▸ Task statement: Write out the material in full, matching each line exactly.

▸ Exercise data:

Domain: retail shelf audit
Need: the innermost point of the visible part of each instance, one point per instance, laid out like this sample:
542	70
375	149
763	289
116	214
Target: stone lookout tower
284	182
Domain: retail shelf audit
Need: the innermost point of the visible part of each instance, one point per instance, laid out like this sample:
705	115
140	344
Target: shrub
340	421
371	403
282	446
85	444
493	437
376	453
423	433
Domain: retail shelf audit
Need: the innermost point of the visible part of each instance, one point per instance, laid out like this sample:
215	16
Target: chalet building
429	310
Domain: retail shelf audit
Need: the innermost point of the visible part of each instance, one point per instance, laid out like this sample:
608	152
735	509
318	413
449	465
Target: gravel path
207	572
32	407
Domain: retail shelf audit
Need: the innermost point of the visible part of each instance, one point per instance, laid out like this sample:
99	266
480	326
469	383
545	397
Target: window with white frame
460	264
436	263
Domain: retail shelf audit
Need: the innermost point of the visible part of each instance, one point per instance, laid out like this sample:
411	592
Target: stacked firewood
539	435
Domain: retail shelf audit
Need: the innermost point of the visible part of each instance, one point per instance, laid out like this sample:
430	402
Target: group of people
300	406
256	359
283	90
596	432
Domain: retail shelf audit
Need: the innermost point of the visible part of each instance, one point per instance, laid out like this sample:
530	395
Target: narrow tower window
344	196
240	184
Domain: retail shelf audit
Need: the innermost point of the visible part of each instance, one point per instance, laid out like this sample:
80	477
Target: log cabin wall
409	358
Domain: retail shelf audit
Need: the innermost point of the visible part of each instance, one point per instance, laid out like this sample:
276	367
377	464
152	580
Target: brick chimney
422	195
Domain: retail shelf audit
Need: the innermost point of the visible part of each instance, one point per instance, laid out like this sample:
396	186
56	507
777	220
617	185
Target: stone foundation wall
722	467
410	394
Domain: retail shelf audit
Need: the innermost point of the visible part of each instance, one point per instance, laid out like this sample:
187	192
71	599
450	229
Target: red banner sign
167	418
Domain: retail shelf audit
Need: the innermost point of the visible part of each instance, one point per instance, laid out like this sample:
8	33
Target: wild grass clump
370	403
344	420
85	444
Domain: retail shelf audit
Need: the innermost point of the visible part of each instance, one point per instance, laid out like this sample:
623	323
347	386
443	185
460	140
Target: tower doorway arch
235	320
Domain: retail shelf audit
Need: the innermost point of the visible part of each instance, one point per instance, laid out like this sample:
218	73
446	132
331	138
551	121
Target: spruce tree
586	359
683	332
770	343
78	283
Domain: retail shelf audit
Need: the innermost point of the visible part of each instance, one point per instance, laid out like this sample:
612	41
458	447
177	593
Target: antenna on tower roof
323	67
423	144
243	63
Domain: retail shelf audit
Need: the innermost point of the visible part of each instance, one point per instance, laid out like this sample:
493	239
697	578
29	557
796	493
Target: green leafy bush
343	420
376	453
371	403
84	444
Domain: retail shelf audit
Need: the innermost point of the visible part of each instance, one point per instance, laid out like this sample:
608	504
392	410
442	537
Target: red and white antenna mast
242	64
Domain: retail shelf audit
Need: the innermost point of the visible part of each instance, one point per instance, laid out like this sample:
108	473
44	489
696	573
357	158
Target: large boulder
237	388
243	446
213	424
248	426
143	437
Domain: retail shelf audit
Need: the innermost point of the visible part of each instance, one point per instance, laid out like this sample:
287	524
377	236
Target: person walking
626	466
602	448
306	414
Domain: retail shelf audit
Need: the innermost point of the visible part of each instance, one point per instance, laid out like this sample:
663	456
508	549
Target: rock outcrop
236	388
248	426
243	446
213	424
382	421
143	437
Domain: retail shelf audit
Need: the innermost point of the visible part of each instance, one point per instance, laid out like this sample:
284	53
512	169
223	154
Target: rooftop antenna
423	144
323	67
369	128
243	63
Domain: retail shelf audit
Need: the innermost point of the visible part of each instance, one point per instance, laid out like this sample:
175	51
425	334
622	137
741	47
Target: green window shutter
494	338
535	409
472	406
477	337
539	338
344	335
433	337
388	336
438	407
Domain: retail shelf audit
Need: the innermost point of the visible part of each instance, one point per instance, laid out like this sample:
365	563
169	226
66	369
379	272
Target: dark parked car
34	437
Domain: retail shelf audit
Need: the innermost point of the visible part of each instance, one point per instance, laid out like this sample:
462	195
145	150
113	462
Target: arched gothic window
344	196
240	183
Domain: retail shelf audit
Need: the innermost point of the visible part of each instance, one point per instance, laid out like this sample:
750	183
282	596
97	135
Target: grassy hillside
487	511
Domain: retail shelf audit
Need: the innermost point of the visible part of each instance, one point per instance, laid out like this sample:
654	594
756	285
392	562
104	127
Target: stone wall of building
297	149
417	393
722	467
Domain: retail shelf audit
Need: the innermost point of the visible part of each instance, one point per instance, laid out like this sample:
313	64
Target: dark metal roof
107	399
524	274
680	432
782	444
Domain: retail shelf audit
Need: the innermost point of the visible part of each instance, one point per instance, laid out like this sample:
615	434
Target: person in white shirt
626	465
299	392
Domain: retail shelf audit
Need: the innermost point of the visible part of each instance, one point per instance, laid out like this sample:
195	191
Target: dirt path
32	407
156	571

▸ Solution:
Domain: retail shelf audit
Need: the innermost point of the visible part of each instance, one point per instance, laid out like this sample:
542	70
375	149
763	289
116	214
Target: stone lookout tower
284	182
Domain: retail shelf audit
Need: the innermost point of the visible part of each instance, one point per instance, laid out like this sample:
705	115
140	344
Target: shrub
340	421
371	403
282	446
85	444
493	437
376	453
423	433
Domain: retail shelf audit
Need: the innermost point of the visible part of each instance, one point per instance, laid out like this sample:
215	16
Target: chalet building
429	310
Domain: retail shelf audit
Need: the innermost point of the visible part of each instance, one point per instance, laid out like this sample:
608	152
735	509
318	413
449	465
Target: gravel path
207	572
32	407
Domain: retail shelf audit
Need: the innermost point of the visible part of each instance, one point per instance, laid out like this sample:
99	266
480	326
469	383
545	397
Target: window with white frame
460	264
436	263
Domain: retail shelf audit
Need: the innermost point of the visible part of each instance, one point per instance, laid out like this sample:
411	592
Target: stacked firewood
539	435
Domain: retail shelf audit
Need: the innermost point of the visible part of each instance, one point per instance, laid out like this sample:
430	402
Target: group of people
300	406
256	359
283	90
596	432
Domain: retail shelf audit
Need: the innermost point of the visible part of each instance, one point per instance, laid out like this sample:
530	395
Target: narrow tower window
344	196
240	184
Domain: retail shelf audit
Need: the innermost point of the visible part of each instance, one point per instance, laid out like this sample:
80	477
Target: log cabin wall
409	358
Domain: retail shelf audit
Need: the innermost point of the visible part of each instance, one point per instance, laid out like this sample:
276	367
377	464
152	580
Target: brick chimney
422	195
Domain: retail shelf audit
Need: the innermost point of the visible part of each instance, one point per instance, laid out like this sample:
396	186
56	507
777	220
617	185
Target: stone foundation wall
722	467
410	394
Domain: retail shelf audit
Need: the innermost point of the visible part of each instance, one point per instance, laid out like this sample:
187	192
71	599
450	229
Target: red banner sign
167	418
Domain: retail shelf audit
Need: the innermost point of the visible part of each instance, one point per instance, laid out like this sample:
8	33
Target: wild grass clump
370	403
344	420
85	444
Domain: retail shelf audit
Need: the innermost point of the visible part of each instance, one point per instance, laid out like this sample:
623	323
347	386
443	185
460	140
Target: tower doorway arch
235	320
Domain: retail shelf audit
Need: the innermost point of the visible part of each instance, one point per instance, laid out like this sample:
218	73
446	132
331	138
551	121
Target: spruce tree
586	359
683	332
770	343
78	283
Domain: retail shelf audit
Need: the innermost point of the visible part of each instance, one point per instance, laid out like this sample:
612	41
458	447
177	593
Target: antenna on tower roof
323	67
423	144
243	63
Domain: retail shelf audit
Need: the innermost point of the visible part of each instance, one point per instance, laid out like this sample:
493	239
697	578
29	557
796	493
Target: green leafy bush
343	420
376	453
371	403
84	444
Domain: retail shelf audit
Need: the innermost point of the visible part of each instance, one point per instance, laid out like this sample:
608	504
392	410
442	537
Target: red and white antenna mast
242	64
Domain: retail shelf audit
Need: the innermost point of the visible part of each instance, one point per instance, laid out like this sample:
108	473
44	489
696	573
357	158
Target: large boulder
237	388
243	446
213	424
248	426
143	437
Domain: retail shelf audit
Need: the innermost point of the visible part of each instance, one point per instance, laid out like this sample:
287	524
377	236
Target: person walking
626	466
602	448
306	414
Domain: retail shelf audit
Need: the innermost point of the visible part of each instance, one point per instance, laid out like this sample:
663	456
508	549
Target: rock outcrop
236	388
248	426
243	446
213	424
382	421
143	437
Domain: retail shelf audit
Need: the innermost point of the visible part of each instance, one point per instance, laid out like this sample:
284	53
512	169
223	154
Target: rooftop antenna
423	144
323	67
369	128
243	63
Domain: retail shelf audit
Need: the innermost point of the visible part of each instance, one point per instance, laid out like this sample:
175	51
425	334
622	137
741	47
Target: green window shutter
494	338
535	409
472	406
477	337
539	338
344	335
433	337
388	336
438	407
Domain: retail shelf audit
Need: the innermost point of the visible part of each instance, one point per instance, laid out like this sample:
365	563
169	226
66	369
379	272
Target: dark parked car
34	437
Domain: retail shelf audit
Need: the innermost point of the visible part of each instance, one point per instance, laid out like this sample:
462	195
145	150
113	462
Target: arched gothic window
344	196
240	183
Domain: retail shelf audit
Need: the innermost point of the visible part of each instance, one point per instance, laid out like this sample:
750	183
282	596
97	135
Target: grassy hillside
487	511
Domain: retail shelf audit
Need: the innermost point of the visible part of each instance, one point per instance, laid out like this sample:
654	594
756	285
392	562
104	127
Target: stone wall of building
297	149
417	393
722	467
Domain: retail shelf audit
Need: the innermost point of the visible part of each instance, one point per instance, laid out like this sample:
313	64
Target: dark metal roof
107	399
524	274
680	432
782	444
Domain: retail shelf audit
Need: the innermost point of the visible part of each instance, one point per instance, laid out like this sample:
615	434
Target: person in white shirt
626	465
299	392
Domain: retail shelf audit
Need: the innermost point of the visible part of each instance, one point per instance, laid out like this sample:
195	191
Target: dirt path
32	407
156	571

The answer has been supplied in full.